--- start ---
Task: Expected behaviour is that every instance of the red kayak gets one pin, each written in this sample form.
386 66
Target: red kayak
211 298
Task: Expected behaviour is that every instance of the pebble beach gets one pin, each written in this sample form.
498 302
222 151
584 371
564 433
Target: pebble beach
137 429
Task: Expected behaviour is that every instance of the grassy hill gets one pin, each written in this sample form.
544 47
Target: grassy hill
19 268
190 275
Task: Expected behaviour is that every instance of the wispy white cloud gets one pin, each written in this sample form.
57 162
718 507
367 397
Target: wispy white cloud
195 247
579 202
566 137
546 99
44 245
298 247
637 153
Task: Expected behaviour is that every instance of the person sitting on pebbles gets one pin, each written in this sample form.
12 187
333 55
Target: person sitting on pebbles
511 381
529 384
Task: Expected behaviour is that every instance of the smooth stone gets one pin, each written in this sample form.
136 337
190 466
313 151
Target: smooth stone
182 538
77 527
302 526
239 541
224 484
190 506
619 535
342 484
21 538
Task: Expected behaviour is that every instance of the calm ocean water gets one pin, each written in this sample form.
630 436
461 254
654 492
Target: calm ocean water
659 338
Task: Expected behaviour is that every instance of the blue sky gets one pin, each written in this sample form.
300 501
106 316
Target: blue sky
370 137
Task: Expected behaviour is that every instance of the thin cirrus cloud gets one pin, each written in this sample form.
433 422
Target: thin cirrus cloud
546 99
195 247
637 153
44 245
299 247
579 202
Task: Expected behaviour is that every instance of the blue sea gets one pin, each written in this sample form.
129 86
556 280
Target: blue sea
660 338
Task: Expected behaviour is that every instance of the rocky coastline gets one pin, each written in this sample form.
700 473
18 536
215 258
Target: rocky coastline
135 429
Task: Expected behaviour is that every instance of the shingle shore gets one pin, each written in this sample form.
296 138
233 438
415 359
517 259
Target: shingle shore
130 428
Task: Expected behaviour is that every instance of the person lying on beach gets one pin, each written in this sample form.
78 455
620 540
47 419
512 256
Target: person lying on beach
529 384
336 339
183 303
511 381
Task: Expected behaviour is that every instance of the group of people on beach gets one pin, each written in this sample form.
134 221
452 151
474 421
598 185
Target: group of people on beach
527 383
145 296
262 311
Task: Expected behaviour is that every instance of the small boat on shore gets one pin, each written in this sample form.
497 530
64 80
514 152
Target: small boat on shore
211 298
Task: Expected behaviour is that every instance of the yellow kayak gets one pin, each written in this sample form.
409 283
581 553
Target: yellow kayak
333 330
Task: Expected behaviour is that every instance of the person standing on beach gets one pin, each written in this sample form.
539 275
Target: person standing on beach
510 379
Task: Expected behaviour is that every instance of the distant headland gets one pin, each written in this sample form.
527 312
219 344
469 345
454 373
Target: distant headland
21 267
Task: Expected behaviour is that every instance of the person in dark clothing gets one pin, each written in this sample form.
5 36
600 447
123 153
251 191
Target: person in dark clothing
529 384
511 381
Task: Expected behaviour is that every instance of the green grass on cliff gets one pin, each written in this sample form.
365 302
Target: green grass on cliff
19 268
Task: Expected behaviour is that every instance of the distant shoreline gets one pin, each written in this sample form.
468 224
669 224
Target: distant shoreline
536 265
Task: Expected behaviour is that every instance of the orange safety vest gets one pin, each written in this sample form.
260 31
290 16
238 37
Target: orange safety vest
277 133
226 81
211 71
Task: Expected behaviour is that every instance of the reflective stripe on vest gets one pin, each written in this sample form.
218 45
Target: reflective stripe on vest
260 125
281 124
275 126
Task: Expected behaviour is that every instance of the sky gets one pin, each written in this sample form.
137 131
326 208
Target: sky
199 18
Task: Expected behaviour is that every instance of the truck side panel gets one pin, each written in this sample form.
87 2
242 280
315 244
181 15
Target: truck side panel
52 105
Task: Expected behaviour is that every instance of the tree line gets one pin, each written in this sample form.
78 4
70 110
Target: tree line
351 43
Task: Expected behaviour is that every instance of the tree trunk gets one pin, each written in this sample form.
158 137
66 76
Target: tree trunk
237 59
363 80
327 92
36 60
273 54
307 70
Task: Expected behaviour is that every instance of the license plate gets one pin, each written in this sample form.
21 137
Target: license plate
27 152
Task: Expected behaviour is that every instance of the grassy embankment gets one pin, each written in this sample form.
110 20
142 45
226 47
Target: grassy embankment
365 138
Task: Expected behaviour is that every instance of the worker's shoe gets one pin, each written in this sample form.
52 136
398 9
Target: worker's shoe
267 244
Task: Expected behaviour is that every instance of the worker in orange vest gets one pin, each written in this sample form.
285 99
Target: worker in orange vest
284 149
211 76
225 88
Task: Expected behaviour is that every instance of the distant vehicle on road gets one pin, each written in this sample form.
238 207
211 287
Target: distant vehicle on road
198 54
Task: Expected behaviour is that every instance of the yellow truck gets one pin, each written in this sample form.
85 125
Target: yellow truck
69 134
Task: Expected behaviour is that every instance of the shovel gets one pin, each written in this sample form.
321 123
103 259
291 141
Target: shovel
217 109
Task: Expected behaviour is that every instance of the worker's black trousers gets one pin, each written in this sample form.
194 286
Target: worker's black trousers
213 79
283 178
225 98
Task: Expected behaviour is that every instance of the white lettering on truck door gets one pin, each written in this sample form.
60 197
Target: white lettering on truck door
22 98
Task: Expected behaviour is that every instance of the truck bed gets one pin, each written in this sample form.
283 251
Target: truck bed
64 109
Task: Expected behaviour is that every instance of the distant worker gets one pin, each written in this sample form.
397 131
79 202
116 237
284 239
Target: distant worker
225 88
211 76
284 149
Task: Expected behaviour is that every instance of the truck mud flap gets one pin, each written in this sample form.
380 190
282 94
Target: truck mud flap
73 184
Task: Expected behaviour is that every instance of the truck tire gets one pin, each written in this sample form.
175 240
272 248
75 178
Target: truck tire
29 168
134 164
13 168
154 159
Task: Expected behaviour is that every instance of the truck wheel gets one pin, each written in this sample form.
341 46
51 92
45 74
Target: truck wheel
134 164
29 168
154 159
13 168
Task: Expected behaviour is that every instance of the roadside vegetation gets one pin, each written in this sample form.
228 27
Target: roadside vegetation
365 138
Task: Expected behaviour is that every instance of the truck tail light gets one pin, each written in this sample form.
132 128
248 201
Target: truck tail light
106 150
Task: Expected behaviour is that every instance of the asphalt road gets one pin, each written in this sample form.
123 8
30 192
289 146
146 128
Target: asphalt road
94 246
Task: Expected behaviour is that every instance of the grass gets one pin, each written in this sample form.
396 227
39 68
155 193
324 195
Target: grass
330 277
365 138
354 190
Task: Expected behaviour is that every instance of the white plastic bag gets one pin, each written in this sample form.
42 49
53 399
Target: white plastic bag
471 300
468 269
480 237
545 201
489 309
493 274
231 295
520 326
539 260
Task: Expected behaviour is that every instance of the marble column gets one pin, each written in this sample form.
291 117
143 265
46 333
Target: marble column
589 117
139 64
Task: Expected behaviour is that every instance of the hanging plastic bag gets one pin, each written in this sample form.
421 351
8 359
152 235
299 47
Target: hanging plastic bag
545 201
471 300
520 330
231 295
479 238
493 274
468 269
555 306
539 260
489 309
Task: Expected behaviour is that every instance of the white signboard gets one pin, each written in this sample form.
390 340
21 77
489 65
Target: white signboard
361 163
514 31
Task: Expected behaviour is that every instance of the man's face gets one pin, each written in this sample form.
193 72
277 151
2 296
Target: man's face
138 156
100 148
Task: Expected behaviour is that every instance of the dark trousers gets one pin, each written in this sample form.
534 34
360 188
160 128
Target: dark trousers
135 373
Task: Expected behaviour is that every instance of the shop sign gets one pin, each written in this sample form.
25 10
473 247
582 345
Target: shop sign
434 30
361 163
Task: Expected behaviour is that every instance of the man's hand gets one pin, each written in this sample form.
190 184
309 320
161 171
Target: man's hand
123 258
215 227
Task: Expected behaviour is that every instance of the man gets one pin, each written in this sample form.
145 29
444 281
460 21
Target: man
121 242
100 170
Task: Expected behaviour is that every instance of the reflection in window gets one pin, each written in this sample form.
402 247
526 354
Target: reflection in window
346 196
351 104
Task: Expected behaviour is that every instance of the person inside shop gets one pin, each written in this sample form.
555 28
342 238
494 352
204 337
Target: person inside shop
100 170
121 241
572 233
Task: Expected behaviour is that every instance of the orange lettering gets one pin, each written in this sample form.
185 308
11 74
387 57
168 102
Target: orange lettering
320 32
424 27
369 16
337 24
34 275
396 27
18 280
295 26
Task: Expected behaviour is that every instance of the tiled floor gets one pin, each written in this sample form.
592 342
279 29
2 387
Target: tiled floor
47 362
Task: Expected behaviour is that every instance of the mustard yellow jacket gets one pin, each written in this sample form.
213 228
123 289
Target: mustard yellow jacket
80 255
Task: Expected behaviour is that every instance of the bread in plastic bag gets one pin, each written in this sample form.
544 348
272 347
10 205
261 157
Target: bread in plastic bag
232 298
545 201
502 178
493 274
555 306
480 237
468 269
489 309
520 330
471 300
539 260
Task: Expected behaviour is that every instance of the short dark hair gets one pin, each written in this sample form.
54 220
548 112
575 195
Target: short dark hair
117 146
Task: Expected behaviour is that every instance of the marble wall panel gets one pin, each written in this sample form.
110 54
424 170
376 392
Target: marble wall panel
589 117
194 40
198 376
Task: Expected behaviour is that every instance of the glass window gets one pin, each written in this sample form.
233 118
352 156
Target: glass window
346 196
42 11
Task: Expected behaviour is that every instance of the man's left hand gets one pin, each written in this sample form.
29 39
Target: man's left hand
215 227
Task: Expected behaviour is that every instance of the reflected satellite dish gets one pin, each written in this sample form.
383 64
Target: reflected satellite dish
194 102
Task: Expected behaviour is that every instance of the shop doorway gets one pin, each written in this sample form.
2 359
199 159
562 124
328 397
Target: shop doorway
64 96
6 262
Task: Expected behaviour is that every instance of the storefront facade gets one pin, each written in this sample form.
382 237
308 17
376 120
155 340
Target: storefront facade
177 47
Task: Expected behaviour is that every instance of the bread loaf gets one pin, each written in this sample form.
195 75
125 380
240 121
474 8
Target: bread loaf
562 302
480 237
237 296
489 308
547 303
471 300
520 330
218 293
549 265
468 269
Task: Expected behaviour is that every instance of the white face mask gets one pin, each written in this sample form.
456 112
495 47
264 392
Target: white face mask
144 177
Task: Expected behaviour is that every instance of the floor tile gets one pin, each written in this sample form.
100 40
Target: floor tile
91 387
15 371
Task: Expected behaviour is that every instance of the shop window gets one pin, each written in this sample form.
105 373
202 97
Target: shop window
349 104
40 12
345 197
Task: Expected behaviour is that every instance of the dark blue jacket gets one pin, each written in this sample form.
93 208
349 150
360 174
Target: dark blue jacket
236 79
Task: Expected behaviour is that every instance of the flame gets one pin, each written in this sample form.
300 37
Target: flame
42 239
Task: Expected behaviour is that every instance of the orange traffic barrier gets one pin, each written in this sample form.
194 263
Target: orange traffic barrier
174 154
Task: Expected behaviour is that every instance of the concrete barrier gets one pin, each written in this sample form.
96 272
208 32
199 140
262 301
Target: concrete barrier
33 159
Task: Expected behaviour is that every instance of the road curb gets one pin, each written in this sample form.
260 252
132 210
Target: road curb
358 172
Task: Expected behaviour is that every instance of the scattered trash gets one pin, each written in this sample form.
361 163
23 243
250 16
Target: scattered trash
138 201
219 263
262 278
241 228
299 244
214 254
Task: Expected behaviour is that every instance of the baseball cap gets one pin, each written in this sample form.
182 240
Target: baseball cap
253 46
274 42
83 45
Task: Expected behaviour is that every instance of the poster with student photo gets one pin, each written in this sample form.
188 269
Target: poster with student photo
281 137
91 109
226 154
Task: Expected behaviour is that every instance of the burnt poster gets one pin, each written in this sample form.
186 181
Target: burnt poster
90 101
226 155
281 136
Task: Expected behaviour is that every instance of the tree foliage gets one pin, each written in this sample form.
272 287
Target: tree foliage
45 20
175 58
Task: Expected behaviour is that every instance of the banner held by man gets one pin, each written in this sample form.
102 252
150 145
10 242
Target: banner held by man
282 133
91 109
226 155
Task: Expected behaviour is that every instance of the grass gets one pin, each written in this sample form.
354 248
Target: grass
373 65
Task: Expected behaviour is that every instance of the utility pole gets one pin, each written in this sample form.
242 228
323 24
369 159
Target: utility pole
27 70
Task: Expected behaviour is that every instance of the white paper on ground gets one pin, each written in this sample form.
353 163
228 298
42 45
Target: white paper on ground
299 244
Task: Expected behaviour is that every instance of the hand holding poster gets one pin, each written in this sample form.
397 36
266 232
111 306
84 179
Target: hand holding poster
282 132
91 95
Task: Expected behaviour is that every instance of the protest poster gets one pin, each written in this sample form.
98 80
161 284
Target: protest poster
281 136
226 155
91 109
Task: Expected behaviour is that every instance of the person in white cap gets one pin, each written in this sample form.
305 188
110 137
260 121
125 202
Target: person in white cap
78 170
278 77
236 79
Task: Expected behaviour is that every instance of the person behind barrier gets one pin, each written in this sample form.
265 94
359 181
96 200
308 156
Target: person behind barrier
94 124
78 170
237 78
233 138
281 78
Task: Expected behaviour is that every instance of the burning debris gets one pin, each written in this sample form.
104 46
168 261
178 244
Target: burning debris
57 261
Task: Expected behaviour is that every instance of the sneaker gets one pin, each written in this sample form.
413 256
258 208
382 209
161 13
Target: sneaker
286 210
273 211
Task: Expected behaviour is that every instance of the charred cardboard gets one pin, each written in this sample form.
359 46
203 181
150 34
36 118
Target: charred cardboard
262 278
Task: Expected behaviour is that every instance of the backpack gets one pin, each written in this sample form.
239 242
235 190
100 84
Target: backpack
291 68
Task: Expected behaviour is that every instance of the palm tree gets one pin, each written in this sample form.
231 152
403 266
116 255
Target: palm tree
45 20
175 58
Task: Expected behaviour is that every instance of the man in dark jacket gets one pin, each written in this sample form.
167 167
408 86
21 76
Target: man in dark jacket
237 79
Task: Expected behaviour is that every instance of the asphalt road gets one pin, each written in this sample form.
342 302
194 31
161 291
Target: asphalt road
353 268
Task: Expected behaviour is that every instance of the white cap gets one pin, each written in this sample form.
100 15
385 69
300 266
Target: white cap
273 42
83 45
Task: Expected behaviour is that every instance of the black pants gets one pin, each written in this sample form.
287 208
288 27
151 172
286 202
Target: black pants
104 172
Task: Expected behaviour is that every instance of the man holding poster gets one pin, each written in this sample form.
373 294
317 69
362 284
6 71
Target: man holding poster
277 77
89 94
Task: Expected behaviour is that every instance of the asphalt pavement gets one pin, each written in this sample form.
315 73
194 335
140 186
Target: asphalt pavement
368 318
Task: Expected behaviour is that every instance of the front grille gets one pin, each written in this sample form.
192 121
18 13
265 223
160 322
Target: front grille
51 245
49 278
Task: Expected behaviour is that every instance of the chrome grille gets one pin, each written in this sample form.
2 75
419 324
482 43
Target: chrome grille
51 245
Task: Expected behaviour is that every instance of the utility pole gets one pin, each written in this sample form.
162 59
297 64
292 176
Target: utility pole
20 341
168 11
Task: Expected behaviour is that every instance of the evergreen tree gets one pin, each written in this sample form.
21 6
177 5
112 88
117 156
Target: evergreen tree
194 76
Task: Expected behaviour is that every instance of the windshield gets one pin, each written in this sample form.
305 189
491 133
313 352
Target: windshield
--- end ---
## TASK TO COMPLETE:
Quote only the lines from the line containing "Task: Expected behaviour is that every instance of the chrome" through the end of the entries, keeping the first and the last.

## SOLUTION TO THE EXERCISE:
Task: Expected behaviour is that every instance of the chrome grille gets one pin, each written in this sample form.
2 75
419 324
482 43
Target: chrome grille
51 245
Task: Expected behaviour is that every instance of the utility pole gets one pin, each written in this sample form.
162 59
297 64
292 176
Target: utility pole
20 341
168 11
Task: Expected behaviour is that every instance of the evergreen tree gets one pin, each written in this sample form.
21 6
177 5
112 88
117 156
Target: evergreen tree
194 76
Task: Expected behaviour is that every instance of the windshield gets one pin, each written in this sample form.
305 189
491 133
313 352
Target: windshield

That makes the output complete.